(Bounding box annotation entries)
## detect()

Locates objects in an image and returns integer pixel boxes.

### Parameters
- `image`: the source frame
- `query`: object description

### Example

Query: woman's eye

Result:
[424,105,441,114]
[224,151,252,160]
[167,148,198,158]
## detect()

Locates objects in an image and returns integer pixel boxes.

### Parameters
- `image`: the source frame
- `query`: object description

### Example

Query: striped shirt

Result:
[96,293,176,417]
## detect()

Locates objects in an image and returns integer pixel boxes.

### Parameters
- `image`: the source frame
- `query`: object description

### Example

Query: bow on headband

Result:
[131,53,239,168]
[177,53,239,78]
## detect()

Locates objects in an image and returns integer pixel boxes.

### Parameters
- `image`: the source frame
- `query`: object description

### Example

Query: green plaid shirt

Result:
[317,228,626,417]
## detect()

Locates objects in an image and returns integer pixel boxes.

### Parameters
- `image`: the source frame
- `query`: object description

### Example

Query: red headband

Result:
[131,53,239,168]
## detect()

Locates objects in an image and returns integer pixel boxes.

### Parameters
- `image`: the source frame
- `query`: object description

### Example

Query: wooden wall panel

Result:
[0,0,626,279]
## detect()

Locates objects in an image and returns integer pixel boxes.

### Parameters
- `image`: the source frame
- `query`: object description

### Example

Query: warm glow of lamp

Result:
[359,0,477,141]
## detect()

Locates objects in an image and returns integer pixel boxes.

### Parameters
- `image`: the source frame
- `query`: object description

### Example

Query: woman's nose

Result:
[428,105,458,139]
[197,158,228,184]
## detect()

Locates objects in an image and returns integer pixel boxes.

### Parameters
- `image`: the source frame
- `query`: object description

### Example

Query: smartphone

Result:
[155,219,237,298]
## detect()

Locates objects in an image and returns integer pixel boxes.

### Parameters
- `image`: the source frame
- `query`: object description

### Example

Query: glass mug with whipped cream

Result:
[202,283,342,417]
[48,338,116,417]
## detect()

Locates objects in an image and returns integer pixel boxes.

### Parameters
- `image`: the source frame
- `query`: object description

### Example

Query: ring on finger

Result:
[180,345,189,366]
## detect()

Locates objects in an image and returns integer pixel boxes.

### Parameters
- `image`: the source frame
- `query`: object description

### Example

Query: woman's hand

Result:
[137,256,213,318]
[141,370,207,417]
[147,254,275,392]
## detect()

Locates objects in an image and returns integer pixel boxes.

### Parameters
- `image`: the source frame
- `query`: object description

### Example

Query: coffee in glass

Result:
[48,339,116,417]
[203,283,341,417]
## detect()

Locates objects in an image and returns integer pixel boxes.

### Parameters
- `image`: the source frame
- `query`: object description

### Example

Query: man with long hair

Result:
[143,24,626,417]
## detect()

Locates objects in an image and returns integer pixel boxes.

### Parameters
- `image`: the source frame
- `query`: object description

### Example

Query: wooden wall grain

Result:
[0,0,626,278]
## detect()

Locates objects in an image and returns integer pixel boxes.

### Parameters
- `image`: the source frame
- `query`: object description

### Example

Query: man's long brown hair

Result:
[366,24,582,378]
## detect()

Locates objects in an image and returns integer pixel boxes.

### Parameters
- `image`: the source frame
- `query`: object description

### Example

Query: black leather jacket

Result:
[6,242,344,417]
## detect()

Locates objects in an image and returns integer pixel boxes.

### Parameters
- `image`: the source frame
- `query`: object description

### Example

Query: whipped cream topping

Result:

OBJECTIVE:
Turn everything above, from the start of the records down to the line containing "[197,158,228,184]", into a JSON list of strings with one string per line. Skip the blank lines.

EXPECTED OUTPUT:
[
  "## detect()",
  "Locates objects in an image and returns integer pixel boxes.",
  "### Parameters",
  "- `image`: the source frame",
  "- `query`: object description",
  "### Example",
  "Query: woman's eye",
  "Result:",
  "[424,105,441,114]",
  "[224,151,252,160]",
  "[167,148,198,158]",
  "## detect()",
  "Locates objects in an image and returns integer pixel boxes.",
  "### Parameters",
  "- `image`: the source frame",
  "- `query`: object description",
  "### Example",
  "Query: striped shirt",
  "Result:",
  "[96,293,176,417]",
  "## detect()",
  "Locates objects in an image and returns integer pixel boxes.",
  "### Parameters",
  "- `image`: the source frame",
  "- `query`: object description",
  "### Example",
  "Query: bow on headband",
  "Result:",
  "[131,53,239,168]",
  "[177,53,239,78]",
  "## detect()",
  "Locates objects in an image and returns integer pixel boxes.",
  "### Parameters",
  "- `image`: the source frame",
  "- `query`: object description",
  "### Example",
  "Query: green plaid shirt",
  "Result:",
  "[317,228,626,417]",
  "## detect()",
  "Locates objects in an image and returns integer pixel boxes.",
  "### Parameters",
  "- `image`: the source frame",
  "- `query`: object description",
  "### Example",
  "Query: red headband",
  "Result:",
  "[131,53,239,168]",
  "## detect()",
  "Locates objects in an image and returns integer pixel boxes.",
  "### Parameters",
  "- `image`: the source frame",
  "- `query`: object description",
  "### Example",
  "Query: wooden wall panel",
  "Result:",
  "[0,0,626,279]",
  "## detect()",
  "Locates objects in an image and returns integer pixel boxes.",
  "### Parameters",
  "- `image`: the source frame",
  "- `query`: object description",
  "### Example",
  "Query: warm glow of lamp",
  "Result:",
  "[359,0,477,141]",
  "## detect()",
  "Locates objects in an image and returns integer pixel boxes.",
  "### Parameters",
  "- `image`: the source frame",
  "- `query`: object description",
  "### Example",
  "Query: woman's nose",
  "Result:",
  "[428,105,458,139]",
  "[197,158,228,184]"
]